* Aim of the exercise:
Copy the material below from the line with "The service SHOULD locate every instance of the blue medical" to the line with "[[91, 147], [188, 106], [250, 155]]", both included. Multiply every coordinate value by 2.3, round each result to a whole number with halves going up, and keep all other text in those lines unchanged.

* Exercise materials:
◇ ◇ ◇ ◇ ◇ ◇ ◇
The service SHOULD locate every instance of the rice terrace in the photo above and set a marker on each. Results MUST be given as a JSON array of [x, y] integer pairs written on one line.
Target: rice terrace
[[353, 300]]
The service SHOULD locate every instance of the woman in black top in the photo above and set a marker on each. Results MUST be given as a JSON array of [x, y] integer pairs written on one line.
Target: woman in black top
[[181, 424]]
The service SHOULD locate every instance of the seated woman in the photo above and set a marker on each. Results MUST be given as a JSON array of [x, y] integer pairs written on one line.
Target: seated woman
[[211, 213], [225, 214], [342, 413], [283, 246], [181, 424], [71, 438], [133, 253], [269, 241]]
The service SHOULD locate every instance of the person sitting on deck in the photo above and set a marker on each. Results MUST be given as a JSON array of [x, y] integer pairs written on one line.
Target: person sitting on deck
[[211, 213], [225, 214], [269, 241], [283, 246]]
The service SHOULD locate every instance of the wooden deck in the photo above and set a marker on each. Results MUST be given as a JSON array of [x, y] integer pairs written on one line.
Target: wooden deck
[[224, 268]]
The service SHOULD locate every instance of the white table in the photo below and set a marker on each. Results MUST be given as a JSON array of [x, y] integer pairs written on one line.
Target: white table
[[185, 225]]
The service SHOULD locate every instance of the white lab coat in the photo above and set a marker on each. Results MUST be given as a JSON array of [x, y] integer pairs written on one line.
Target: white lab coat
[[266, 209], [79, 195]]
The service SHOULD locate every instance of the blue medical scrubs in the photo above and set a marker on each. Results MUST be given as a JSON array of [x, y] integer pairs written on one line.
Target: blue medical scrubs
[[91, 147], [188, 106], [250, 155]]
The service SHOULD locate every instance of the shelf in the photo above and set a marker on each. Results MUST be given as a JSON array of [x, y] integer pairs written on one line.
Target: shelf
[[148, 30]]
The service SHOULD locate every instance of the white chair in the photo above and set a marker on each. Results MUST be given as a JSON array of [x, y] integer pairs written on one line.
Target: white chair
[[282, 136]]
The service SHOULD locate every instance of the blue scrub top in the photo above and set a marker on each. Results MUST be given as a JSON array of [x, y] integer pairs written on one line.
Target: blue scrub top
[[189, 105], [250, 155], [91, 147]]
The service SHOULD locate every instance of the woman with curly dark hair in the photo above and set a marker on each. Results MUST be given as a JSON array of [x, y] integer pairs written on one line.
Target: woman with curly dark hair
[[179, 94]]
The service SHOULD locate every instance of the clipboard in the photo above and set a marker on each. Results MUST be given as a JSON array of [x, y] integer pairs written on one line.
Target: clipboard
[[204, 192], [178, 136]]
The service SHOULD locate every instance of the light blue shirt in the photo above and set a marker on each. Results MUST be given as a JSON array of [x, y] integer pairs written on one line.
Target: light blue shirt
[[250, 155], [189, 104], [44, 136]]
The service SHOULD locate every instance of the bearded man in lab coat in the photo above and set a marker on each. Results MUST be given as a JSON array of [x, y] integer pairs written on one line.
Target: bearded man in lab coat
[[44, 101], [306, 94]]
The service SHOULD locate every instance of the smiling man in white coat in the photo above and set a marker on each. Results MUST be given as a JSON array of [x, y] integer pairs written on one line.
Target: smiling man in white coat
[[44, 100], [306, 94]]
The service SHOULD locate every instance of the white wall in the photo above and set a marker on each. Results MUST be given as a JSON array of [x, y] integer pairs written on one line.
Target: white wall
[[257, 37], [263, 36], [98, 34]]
◇ ◇ ◇ ◇ ◇ ◇ ◇
* Solution for this problem:
The service SHOULD locate every instance of the blue medical scrubs in the photo above and set a marker on each. Results MUST be given as a JSON array of [x, y] integer pairs written on one line.
Target: blue medical scrubs
[[209, 338], [432, 244], [575, 357]]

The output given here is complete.